== Required task ==
Please show each line of the rows below that contains the string "shrub", copying every such line in full.

== Exercise inputs ==

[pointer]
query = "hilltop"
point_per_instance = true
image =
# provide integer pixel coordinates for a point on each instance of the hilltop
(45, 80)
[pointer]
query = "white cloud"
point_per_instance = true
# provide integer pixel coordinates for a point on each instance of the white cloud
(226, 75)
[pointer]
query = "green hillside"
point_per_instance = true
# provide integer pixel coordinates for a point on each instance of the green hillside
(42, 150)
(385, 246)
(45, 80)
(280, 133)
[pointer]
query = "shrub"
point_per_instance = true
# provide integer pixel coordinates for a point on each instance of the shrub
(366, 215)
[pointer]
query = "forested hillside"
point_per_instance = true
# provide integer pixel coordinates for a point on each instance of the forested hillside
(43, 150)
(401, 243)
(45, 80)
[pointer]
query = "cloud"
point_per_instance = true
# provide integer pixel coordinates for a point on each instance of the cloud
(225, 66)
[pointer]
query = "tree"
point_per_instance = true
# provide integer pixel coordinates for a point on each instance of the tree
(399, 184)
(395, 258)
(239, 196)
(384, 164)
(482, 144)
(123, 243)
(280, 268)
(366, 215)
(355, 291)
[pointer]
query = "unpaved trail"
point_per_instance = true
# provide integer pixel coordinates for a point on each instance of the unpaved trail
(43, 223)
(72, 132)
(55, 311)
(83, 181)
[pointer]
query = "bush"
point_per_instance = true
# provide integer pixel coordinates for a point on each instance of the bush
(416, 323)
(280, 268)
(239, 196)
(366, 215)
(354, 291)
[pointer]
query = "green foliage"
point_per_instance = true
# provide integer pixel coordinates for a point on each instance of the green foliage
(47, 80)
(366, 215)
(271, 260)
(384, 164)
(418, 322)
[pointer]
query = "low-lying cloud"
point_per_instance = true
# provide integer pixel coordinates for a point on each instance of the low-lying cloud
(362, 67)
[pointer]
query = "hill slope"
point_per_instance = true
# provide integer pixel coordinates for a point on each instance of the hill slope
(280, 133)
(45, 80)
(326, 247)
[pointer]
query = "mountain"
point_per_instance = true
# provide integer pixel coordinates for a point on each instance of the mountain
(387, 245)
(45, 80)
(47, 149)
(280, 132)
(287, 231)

== The answer ==
query = "shrub"
# provide integer pixel coordinates for a point on each instance of the shrub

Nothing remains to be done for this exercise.